Exercise brief:
Switch "necktie" to "tie" in the listing, from the line with "One pin marks each instance of the red" up to and including its last line. Rewrite only those lines, leaving everything else unchanged.

Dataset content:
* start *

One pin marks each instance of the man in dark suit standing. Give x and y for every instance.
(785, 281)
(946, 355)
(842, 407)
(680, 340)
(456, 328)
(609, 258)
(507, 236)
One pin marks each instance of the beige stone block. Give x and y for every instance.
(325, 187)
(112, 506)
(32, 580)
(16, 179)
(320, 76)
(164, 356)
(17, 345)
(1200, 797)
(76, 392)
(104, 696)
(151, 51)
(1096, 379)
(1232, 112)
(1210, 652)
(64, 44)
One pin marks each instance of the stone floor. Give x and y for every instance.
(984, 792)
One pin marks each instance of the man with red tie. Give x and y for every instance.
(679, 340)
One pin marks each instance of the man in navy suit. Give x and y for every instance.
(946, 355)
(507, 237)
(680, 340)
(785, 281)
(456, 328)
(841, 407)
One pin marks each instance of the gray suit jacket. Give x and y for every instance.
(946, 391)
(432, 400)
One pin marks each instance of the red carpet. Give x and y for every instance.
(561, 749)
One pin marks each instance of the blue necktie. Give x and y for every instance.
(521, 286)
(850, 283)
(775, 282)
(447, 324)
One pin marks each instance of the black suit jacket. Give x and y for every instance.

* end *

Exercise solution:
One pin marks each instance of the red carpet. Give x and y for every instance.
(561, 749)
One pin marks each instance of the blue tie. Give x and y for every instance.
(521, 286)
(850, 283)
(775, 282)
(447, 324)
One pin marks each instance of the black suit jacket. Give x and y for every instance.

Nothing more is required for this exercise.